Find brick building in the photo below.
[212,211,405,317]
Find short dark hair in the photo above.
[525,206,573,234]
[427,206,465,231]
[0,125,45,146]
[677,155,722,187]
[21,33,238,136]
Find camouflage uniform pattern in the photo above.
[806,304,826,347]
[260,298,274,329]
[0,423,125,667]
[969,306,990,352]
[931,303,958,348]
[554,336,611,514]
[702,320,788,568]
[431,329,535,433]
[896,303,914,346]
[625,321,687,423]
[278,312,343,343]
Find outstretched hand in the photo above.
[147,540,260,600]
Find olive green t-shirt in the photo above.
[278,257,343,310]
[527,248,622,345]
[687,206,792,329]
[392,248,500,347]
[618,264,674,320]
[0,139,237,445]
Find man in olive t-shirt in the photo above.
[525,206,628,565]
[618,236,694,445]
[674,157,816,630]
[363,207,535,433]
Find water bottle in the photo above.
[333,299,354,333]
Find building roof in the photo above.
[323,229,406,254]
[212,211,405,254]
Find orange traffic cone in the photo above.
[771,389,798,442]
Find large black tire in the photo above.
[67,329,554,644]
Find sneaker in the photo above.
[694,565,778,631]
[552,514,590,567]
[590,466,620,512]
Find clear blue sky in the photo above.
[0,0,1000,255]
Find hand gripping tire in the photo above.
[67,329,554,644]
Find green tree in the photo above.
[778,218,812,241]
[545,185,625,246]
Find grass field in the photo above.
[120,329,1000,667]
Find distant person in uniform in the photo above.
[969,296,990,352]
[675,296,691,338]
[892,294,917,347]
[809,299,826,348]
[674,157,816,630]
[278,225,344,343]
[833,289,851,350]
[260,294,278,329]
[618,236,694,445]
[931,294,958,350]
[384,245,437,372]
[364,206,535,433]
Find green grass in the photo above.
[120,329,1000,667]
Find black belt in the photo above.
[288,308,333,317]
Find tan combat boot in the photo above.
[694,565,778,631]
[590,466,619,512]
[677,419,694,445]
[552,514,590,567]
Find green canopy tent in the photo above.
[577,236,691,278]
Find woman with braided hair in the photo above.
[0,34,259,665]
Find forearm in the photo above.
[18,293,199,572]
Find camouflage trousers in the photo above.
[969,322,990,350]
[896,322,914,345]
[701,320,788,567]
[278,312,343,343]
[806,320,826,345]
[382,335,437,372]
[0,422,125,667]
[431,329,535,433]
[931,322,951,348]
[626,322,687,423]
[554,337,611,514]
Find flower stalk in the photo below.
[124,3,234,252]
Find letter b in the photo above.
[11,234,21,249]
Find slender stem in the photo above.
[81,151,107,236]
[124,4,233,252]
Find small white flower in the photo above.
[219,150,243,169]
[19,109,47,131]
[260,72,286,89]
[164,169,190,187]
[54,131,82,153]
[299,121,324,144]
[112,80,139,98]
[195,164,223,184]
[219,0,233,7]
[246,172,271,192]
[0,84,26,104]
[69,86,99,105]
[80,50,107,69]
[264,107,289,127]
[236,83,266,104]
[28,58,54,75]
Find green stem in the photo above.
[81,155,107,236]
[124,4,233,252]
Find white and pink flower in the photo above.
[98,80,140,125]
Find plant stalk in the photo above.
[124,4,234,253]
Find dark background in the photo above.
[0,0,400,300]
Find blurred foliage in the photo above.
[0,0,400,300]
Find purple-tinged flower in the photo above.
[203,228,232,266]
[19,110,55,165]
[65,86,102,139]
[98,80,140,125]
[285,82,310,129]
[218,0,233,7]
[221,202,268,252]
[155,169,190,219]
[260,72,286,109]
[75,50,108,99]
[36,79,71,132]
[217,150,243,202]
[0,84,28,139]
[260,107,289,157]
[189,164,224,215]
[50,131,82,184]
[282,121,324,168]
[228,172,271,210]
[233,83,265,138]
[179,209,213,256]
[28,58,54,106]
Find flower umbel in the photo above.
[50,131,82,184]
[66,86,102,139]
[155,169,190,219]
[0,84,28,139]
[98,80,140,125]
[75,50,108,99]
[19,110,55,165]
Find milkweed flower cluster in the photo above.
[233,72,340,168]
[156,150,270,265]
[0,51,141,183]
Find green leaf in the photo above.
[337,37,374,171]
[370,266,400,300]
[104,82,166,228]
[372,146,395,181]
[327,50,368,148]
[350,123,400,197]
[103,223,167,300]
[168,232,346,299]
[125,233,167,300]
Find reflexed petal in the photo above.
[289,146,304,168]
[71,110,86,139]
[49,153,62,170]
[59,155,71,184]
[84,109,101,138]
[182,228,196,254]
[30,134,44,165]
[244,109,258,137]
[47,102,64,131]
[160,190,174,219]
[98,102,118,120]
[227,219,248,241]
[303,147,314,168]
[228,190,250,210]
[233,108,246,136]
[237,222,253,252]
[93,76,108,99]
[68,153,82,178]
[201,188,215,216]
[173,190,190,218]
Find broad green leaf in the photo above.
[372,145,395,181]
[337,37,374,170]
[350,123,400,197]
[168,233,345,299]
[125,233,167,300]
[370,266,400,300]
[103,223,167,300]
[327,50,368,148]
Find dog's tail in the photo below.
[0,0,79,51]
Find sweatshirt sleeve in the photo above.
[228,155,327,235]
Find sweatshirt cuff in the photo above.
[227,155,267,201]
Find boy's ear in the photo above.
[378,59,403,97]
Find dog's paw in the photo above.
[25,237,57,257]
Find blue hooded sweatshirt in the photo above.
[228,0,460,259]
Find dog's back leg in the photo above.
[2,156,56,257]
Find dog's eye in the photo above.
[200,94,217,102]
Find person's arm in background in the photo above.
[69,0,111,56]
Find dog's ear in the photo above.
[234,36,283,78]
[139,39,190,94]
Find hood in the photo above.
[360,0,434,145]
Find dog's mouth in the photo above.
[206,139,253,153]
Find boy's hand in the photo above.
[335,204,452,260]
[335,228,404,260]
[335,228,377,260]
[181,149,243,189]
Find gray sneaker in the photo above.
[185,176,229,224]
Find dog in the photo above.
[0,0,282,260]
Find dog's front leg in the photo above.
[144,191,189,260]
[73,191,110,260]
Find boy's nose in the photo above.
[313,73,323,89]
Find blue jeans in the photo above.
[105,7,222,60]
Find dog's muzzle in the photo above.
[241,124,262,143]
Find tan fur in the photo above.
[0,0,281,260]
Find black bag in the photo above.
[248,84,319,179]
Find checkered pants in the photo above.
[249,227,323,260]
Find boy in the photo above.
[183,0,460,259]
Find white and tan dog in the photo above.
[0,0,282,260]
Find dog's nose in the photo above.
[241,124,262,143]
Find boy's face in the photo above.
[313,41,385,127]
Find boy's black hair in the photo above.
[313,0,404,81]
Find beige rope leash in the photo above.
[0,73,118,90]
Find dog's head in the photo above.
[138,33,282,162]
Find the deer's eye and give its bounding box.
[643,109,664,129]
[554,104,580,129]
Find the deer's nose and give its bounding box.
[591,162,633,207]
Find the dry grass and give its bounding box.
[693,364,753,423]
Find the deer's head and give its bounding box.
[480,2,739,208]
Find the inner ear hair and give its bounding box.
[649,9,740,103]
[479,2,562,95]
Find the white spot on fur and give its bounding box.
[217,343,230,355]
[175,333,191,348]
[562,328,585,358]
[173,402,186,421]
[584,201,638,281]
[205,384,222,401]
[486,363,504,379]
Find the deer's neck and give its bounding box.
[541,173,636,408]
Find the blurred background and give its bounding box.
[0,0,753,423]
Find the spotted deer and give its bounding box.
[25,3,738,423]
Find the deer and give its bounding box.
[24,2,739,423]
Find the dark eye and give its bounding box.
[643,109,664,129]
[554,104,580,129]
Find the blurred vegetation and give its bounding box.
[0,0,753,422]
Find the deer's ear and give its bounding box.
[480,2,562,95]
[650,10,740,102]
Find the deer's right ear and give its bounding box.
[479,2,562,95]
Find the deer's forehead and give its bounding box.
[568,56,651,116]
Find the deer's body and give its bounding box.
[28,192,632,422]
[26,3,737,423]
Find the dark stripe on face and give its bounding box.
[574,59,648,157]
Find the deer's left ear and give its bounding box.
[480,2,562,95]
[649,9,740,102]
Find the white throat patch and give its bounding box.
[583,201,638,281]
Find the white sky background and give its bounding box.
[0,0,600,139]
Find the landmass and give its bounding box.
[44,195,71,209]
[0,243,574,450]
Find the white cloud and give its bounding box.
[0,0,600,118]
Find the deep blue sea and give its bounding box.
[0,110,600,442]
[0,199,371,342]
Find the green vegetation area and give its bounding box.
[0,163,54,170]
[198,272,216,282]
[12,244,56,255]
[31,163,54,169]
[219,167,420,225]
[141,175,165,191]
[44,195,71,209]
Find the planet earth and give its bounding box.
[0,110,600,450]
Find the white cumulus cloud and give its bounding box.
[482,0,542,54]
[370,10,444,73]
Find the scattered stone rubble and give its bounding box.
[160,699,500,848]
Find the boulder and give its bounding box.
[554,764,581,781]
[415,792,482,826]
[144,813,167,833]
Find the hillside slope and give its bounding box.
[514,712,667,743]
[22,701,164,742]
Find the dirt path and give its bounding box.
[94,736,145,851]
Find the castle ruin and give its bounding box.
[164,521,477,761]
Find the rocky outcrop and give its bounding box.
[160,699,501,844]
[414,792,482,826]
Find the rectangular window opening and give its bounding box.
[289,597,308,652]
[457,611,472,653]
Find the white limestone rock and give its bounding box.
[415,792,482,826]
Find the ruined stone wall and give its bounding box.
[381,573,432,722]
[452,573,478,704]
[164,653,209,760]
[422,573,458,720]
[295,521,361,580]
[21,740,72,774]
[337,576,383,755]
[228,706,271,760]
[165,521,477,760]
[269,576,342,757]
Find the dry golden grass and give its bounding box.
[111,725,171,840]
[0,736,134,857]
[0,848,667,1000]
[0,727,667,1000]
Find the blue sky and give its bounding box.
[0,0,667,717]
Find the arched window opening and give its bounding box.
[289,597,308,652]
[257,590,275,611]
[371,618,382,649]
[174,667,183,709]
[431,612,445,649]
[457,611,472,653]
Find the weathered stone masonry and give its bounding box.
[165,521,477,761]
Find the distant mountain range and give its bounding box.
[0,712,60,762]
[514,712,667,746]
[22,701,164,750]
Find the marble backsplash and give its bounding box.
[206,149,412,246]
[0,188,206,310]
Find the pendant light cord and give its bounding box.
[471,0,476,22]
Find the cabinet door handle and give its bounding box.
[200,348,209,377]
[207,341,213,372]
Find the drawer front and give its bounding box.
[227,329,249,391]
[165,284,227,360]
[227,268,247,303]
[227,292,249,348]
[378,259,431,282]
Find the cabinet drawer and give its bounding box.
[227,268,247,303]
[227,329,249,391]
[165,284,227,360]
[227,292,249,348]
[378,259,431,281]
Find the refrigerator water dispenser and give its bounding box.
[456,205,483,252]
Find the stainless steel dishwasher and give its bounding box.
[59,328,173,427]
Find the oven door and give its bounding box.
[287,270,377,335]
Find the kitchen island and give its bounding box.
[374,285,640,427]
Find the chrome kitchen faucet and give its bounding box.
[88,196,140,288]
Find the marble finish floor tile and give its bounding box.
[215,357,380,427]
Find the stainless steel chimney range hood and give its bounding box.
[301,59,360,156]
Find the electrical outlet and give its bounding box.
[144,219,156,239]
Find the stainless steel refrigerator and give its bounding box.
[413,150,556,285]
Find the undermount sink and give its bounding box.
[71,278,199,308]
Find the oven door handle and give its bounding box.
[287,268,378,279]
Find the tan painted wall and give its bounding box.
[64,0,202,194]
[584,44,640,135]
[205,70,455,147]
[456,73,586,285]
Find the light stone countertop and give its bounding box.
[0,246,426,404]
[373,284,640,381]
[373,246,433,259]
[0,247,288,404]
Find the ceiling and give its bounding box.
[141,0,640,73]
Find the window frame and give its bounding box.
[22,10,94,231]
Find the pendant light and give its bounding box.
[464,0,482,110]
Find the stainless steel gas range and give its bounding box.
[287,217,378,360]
=====
*Task goal:* Multiply each bounding-box coordinate by 0.4 in the lines above, from the line containing "Find dog's muzzle in the photo above." through the line containing "[541,173,636,408]", inclusive. Round each result to the nearest whole number, rounding halves up, and reproduce only those lines in order, with all other text left unchanged.

*The result:*
Find dog's muzzle in the photo above.
[96,50,105,57]
Find tan fur in the photo above.
[0,0,112,104]
Find black bag in the photo above.
[99,34,128,72]
Find checkered pants in the photo above.
[100,91,129,104]
Find boy in the photo above.
[73,0,184,104]
Find white and tan dog in the photo above.
[0,0,113,104]
Find dog's nose in the photo above.
[96,50,105,57]
Find boy's face in the photo above.
[125,16,154,51]
Find boy's black hair in the photo above.
[125,0,162,32]
Find beige rope leash in the photo above.
[0,29,47,36]
Find dog's head in the photo above.
[55,13,113,65]
Find the deer's eye and give its bounding box.
[257,44,266,52]
[222,42,232,52]
Find the deer's nose and give its bounding box.
[236,65,253,83]
Find the dry grass and give its bounding box.
[277,146,301,169]
Find the deer's head and give its bounding box.
[192,1,296,83]
Find the inner ear hair and give its bounding box.
[260,4,296,41]
[192,1,225,38]
Find the white spot on fur and give its bounding box.
[87,137,92,142]
[70,133,76,139]
[225,131,234,143]
[69,161,74,168]
[234,80,255,112]
[82,154,89,160]
[194,145,202,152]
Find the deer's neck and give its bounding box.
[216,69,254,163]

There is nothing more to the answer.